> _EXERCISE INSTRUCTIONS_:
Could you update the entries below so that "chain post" becomes "bollard" throughout, with everything else unchanged? Leave the pictures out of your answer.

** Start of SUPPLIED MATERIAL **

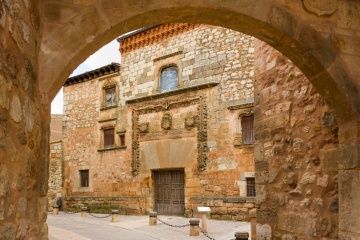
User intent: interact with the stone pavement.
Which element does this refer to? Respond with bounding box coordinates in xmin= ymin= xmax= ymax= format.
xmin=47 ymin=212 xmax=250 ymax=240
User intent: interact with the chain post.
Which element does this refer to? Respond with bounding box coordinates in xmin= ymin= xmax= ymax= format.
xmin=149 ymin=212 xmax=157 ymax=226
xmin=111 ymin=209 xmax=119 ymax=222
xmin=81 ymin=207 xmax=88 ymax=217
xmin=53 ymin=204 xmax=59 ymax=215
xmin=189 ymin=218 xmax=200 ymax=237
xmin=235 ymin=232 xmax=249 ymax=240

** End of SUPPLIED MATERIAL **

> _SOLVED EXERCISE_:
User intent: interact with the stone pavement.
Which element does this refer to? Respond with bounding box coordinates in xmin= ymin= xmax= ymax= format.
xmin=47 ymin=212 xmax=250 ymax=240
User intent: interact with the bollard.
Which element does this refer to? Respond with bounding box coordinates in xmin= ymin= xmax= ymax= format.
xmin=149 ymin=212 xmax=157 ymax=226
xmin=111 ymin=209 xmax=119 ymax=222
xmin=81 ymin=207 xmax=88 ymax=217
xmin=53 ymin=204 xmax=59 ymax=215
xmin=189 ymin=218 xmax=200 ymax=237
xmin=235 ymin=232 xmax=249 ymax=240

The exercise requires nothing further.